### EXCERPT PROVIDED
This is the essence of the Great Misinterpretation—the ultimate manifestation of modern man’s cognitive maladjustment to the industrial world that he has created. It draws us into a chain-reaction leading to ever greater social and environmental destruction, from which we must waste no time in extracting ourselves if we are to have any future at all on this planet. (P. 431)
Even more than Berry, Goldsmith judges the philosophical foundations and practice of modern science:
Those who support the notion that economic and technological progress is part and parcel of the evolutionary process usually regard the early stages of evolution as instinctive, while the later stages that we associate with technological progress are seen to be conscious and purposive. . . .
For them, “human evolution,” as they refer to it, is the latest phase of evolution and it is principally the product of the development of mind, consciousness and reason. Because they considered man to be endowed with these three unique attributes, he is free to determine his own evolution—unencumbered, they clearly intimate, by any obligation to subject his progressive activities to any social, ecological or cosmic constraints.
In light of the analysis provided in this book, however, what they call human evolution or progress is the very negation of evolution or the Gaian Process, and is best referred to as anti-evolution. Since evolution can be equated with the Way, serving as it does to maintain the critical order and hence the stability of the ecosphere, progress or anti-evolution can be equated with the anti-Way—serving to disrupt the critical order of the ecosphere and to reduce its stability. (P. 420)
Goldsmith does not expect his vision to be accepted by those wedded consciously or unconsciously to the modern worldview. What is needed is a conversion to a new conceptual framework:
For people to accept the principles listed in this book, it is the paradigm of science itself that must be abandoned and hence the world-view of modernism which it faithfully reflects; and they must be replaced by the world-view of ecology. Such a conversion or generalized paradigm shift, involves a profound rearrangement or recombination of the knowledge that makes up our world-view. It must affect its very metaphysical, ethical and aesthetic foundations. It must, in fact, involve a change akin to a religious conversion. (P. 435)

### DATASET RECORDS
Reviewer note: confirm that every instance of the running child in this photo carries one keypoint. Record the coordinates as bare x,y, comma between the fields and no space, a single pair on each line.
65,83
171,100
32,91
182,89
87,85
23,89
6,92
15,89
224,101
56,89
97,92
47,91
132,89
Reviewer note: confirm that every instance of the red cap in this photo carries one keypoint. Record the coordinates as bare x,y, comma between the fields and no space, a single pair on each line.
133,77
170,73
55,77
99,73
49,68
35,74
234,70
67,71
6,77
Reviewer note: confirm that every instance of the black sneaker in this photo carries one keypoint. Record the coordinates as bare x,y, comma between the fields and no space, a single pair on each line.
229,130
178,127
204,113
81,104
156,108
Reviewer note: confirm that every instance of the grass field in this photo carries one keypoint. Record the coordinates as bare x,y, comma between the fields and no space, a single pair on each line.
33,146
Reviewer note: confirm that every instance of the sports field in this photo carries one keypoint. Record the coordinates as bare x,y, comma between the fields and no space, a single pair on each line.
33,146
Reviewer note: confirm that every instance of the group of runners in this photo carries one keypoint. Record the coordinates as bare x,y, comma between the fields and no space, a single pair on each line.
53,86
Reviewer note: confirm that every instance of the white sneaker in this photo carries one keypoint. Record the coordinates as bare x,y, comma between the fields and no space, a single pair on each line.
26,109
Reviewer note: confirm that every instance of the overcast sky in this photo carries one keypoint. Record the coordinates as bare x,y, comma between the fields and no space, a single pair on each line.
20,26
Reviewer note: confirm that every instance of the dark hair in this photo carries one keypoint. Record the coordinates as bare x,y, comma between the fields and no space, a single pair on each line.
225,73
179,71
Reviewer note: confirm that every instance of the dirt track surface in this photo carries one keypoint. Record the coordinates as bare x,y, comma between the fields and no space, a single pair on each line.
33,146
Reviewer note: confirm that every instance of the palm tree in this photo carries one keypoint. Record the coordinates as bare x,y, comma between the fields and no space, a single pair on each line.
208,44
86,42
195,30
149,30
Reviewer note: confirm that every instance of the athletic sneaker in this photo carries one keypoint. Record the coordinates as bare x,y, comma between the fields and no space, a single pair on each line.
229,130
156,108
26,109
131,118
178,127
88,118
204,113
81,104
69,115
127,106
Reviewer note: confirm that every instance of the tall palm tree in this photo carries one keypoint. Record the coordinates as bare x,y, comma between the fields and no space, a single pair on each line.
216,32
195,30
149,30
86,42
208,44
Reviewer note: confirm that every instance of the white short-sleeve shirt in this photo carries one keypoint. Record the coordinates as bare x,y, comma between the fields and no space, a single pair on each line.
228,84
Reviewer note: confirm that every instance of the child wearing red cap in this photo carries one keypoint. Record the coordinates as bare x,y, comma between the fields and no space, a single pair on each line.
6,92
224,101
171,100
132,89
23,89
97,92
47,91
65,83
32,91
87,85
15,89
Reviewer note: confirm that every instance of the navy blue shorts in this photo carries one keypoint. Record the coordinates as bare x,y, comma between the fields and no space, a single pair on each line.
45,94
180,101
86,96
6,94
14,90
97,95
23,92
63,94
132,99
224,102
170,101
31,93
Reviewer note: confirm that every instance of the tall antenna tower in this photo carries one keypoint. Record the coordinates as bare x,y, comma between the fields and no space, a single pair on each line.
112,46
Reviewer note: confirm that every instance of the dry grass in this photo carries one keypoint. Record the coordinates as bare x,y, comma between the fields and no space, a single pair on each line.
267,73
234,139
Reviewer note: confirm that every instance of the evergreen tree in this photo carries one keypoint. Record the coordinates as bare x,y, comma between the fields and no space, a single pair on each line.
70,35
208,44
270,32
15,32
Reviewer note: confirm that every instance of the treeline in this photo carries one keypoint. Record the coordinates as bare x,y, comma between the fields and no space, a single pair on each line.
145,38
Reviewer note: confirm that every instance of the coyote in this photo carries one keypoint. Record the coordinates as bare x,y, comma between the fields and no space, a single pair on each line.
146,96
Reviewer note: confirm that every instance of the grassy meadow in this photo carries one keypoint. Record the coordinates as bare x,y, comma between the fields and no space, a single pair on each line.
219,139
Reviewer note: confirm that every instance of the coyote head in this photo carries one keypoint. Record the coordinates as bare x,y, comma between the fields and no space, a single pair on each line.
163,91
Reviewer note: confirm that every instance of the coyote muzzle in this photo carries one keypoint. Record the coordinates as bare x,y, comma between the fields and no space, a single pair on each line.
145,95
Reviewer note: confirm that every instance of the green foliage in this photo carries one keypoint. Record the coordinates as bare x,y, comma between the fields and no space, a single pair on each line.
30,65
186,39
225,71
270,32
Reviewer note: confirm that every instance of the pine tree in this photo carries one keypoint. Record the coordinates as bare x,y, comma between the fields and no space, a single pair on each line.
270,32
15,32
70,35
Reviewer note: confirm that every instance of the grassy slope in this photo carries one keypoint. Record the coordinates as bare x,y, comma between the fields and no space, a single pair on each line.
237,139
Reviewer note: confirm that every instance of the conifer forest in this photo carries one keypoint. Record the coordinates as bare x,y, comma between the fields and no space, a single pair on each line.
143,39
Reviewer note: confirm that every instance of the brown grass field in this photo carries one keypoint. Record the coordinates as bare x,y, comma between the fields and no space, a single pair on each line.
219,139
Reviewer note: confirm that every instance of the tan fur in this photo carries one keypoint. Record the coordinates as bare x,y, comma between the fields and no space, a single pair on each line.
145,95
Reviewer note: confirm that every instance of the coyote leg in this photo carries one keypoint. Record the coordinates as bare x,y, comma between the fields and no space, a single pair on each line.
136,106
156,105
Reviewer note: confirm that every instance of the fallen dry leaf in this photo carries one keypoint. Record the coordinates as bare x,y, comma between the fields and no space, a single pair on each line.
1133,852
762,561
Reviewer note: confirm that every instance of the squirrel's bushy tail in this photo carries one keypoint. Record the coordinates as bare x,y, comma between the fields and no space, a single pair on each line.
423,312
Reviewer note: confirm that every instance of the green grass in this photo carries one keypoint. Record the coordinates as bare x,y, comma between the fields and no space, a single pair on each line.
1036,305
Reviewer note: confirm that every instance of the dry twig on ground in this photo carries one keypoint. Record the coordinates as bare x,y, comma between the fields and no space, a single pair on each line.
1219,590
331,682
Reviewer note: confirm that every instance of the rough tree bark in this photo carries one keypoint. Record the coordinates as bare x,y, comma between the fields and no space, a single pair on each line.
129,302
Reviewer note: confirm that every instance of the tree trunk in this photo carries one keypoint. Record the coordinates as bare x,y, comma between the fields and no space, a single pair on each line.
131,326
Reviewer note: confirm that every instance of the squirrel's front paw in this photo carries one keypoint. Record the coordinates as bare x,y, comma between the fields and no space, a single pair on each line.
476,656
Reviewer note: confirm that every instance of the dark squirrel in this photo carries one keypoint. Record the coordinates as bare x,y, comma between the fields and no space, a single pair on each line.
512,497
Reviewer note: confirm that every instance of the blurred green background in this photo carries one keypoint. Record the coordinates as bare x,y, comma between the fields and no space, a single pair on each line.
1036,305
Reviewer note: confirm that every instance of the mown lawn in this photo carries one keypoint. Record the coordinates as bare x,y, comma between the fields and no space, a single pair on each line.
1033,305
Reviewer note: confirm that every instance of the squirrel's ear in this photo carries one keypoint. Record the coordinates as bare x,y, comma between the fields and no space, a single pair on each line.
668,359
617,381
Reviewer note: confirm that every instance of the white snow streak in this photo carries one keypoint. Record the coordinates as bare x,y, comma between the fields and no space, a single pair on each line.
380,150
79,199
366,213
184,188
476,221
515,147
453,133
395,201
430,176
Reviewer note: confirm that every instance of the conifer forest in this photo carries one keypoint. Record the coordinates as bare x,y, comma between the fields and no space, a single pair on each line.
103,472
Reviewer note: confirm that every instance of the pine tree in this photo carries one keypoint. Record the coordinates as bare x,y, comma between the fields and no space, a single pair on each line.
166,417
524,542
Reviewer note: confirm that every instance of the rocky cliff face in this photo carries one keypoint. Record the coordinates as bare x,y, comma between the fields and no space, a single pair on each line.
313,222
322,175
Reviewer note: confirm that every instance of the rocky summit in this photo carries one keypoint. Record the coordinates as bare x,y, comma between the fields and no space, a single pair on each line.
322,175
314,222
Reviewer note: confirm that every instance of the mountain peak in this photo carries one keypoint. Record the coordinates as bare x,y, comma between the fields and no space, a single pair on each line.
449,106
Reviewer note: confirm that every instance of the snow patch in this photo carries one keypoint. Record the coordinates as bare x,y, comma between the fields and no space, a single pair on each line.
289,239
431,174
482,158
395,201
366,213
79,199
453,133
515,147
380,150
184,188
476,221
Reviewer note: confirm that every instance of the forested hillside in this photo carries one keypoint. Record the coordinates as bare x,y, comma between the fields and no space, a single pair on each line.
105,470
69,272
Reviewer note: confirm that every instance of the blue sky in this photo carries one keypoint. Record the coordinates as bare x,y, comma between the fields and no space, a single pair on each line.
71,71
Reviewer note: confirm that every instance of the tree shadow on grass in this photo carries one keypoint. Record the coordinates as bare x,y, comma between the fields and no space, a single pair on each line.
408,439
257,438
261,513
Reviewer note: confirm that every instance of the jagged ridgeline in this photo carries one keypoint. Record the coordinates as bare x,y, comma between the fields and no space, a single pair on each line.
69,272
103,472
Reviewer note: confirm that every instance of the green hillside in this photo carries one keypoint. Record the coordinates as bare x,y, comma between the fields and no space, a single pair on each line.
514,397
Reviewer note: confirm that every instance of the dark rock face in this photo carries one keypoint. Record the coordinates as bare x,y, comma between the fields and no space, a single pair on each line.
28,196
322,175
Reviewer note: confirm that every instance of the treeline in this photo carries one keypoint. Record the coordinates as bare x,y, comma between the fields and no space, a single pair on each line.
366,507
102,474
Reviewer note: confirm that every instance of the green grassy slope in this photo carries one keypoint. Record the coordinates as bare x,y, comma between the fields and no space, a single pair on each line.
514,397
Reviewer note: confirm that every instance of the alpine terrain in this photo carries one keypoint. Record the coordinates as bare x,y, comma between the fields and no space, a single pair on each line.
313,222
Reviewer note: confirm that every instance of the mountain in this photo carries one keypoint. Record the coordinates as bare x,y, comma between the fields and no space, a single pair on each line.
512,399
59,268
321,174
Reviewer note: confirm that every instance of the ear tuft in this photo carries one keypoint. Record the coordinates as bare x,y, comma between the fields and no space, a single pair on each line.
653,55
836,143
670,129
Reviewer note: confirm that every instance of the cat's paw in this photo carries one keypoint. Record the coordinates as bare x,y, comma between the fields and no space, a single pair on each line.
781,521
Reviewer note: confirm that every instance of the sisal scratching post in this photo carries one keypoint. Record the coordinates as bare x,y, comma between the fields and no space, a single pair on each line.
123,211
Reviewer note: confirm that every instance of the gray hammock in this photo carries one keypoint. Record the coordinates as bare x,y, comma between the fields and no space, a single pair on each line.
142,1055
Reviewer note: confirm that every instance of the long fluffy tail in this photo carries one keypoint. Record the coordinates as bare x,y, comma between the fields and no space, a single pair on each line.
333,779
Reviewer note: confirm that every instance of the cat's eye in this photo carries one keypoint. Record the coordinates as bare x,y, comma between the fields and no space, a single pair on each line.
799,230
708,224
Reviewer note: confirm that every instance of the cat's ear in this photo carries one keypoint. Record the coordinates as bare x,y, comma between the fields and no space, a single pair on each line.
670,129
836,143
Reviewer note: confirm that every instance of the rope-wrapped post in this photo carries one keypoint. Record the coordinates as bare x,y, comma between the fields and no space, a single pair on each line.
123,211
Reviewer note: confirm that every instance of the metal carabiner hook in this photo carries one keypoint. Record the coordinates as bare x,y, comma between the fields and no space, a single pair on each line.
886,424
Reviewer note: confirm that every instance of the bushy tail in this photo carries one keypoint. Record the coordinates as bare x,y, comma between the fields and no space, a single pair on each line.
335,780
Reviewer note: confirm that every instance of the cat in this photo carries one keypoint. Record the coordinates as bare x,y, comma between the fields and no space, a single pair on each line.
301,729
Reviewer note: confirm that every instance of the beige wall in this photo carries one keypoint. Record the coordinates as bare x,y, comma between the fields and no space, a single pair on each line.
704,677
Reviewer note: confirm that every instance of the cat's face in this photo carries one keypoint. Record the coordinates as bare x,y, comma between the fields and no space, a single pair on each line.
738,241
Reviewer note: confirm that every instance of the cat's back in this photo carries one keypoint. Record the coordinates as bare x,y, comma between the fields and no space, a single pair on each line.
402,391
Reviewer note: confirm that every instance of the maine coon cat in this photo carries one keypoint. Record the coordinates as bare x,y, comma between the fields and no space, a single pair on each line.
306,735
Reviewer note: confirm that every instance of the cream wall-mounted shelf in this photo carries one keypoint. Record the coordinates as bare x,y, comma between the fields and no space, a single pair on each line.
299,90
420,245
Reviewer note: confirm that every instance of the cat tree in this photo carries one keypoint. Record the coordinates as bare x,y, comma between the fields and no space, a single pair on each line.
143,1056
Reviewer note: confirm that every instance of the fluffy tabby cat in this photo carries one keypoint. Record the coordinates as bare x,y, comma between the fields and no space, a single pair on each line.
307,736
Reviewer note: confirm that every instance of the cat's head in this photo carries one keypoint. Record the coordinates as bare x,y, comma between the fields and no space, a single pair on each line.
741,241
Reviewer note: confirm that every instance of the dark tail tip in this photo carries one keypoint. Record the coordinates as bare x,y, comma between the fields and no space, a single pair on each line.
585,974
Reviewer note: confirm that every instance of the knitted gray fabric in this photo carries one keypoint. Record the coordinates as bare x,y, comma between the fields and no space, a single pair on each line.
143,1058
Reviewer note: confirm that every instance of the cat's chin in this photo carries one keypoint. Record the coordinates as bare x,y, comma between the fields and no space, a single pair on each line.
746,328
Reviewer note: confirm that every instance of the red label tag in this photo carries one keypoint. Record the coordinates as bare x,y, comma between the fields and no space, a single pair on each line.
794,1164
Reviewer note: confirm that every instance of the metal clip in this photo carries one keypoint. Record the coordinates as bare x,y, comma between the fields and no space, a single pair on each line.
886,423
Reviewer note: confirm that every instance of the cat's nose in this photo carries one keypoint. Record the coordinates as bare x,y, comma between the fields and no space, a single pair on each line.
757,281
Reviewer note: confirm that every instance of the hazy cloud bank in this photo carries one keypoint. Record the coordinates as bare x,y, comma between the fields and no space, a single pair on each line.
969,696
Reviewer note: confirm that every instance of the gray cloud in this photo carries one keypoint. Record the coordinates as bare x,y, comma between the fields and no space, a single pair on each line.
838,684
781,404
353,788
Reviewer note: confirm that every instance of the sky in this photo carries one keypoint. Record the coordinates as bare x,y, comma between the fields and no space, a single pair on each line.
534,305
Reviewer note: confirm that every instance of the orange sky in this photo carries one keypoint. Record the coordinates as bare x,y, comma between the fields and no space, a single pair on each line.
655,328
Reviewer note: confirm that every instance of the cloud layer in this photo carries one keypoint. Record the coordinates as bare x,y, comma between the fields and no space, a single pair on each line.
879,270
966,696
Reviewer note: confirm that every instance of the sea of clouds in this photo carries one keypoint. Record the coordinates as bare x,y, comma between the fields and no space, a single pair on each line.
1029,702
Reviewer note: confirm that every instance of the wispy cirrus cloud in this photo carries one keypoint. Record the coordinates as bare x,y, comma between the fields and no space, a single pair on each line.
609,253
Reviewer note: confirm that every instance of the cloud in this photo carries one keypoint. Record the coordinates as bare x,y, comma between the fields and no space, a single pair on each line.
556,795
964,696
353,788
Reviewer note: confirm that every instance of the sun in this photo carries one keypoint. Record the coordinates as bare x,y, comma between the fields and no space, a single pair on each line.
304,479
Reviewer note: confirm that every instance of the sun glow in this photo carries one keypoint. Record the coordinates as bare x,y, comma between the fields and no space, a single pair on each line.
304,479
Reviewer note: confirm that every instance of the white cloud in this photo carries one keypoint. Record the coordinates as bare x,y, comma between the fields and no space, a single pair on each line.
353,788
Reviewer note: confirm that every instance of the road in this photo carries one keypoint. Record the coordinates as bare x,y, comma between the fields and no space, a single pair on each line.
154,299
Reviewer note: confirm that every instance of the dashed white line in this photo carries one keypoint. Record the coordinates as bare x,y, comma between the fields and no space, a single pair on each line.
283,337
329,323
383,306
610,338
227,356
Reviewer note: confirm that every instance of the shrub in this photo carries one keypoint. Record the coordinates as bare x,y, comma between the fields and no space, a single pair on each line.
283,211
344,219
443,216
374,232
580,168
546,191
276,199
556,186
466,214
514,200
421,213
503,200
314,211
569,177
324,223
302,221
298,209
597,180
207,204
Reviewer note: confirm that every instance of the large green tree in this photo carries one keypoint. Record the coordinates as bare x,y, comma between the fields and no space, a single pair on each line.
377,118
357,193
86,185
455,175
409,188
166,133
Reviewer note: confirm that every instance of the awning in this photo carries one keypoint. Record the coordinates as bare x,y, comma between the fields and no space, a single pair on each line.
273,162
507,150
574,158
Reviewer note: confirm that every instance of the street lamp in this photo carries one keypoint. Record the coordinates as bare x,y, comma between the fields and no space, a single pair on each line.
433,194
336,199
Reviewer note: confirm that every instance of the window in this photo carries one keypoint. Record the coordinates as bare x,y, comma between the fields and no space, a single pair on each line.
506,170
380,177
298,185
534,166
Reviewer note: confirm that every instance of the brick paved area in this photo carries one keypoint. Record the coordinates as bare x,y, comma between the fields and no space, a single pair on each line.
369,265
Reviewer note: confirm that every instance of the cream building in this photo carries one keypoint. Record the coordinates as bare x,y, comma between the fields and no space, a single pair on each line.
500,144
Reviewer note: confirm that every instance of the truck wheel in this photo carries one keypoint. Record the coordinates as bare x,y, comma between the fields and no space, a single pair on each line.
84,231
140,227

### PARTS OF THE EXERCISE
1 > In the Goldsmith excerpt, what must replace the paradigm of science and the world-view of modernism?
2 > Return everything in the Goldsmith excerpt from "This is the" down to "purposive. . . .".
3 > Take the excerpt on Goldsmith's book further, continuing it from where it stops.

### EXERCISE ANSWERS
1 > The world-view of ecology.

2 >
This is the essence of the Great Misinterpretation—the ultimate manifestation of modern man’s cognitive maladjustment to the industrial world that he has created. It draws us into a chain-reaction leading to ever greater social and environmental destruction, from which we must waste no time in extracting ourselves if we are to have any future at all on this planet. (P. 431)
Even more than Berry, Goldsmith judges the philosophical foundations and practice of modern science:
Those who support the notion that economic and technological progress is part and parcel of the evolutionary process usually regard the early stages of evolution as instinctive, while the later stages that we associate with technological progress are seen to be conscious and purposive. . . .

3 >
His vision of the future is of vernacular community-based societies. We of CES recognize this as an essential element of an ecozoic future, but we do not foresee an end to global economic and political structures, of global ecological and social structures, or of the technological enterprise and the science that supports it. For us, it is not either/or, rather it is both/and. We agree with Goldsmith, however, that an ecozoic future must be grounded in the local, global structures must serve the local and protect nature, and our technologies must be coherent with and support Earth’s natural processes.
Here is Goldsmith’s vision:
The world-view of ecology is very much that of the vernacular community-based society, whereas the world-view of modernism is that of industrial society. We must set out to combat and systematically weaken the main institutions of the industrial system—the state, the corporations—and the science and the technology that they use to transform society and the natural world. At the same time, we must do everything to help recreate the family and the community, and above all a localized and diversified economy based on them, reducing in this way our increasingly universal dependence on a destructive economic system. (P. 438)
The Way is a long, immensely rich, and captivating read. It explains the vital dynamics of our Earth community in a nondualistic (inclusive of nature and humans) way, and what, in Goldsmith’s view, we humans must do to live within it.